Pick out every line in the listing below that contains the string "scouting". Case must match.

## Provided information
::::
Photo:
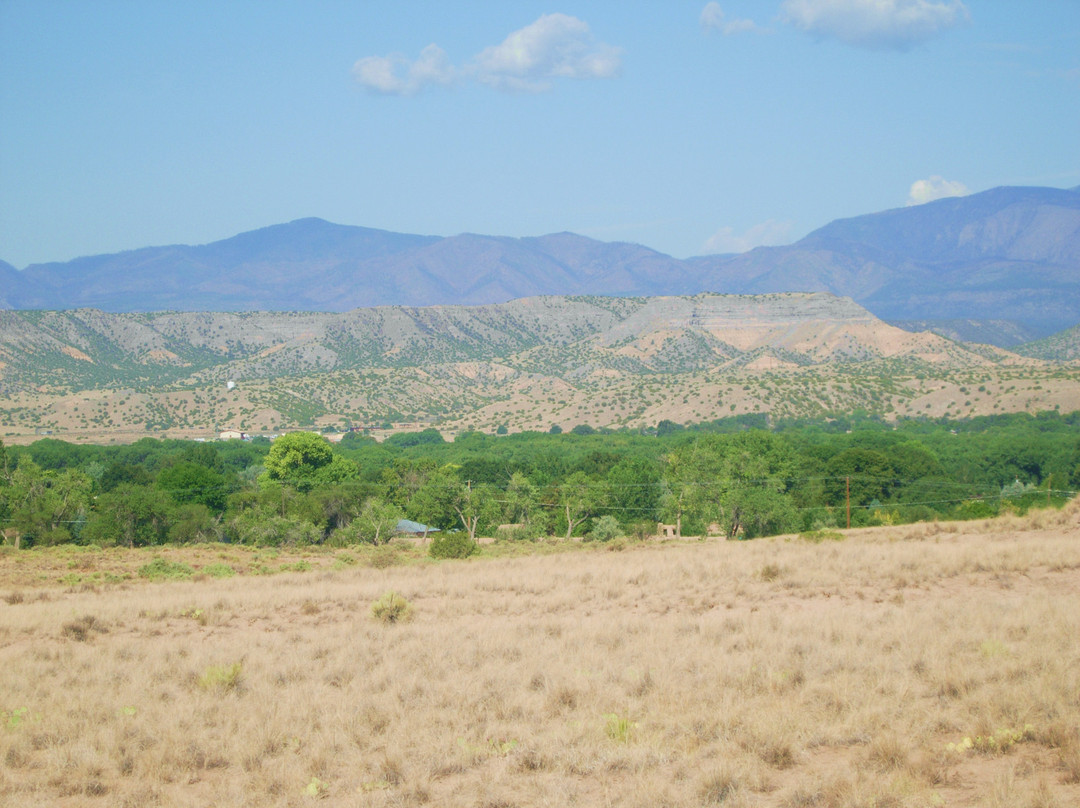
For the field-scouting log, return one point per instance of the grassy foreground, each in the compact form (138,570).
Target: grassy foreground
::::
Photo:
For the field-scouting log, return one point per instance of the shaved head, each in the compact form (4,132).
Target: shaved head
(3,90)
::::
## Reply to the exercise
For the field-scouting log, return one point per instance of the grassy foreground, each in the compact form (138,570).
For the field-scouting log, return one point per instance of the shaved head, each in the compact form (4,132).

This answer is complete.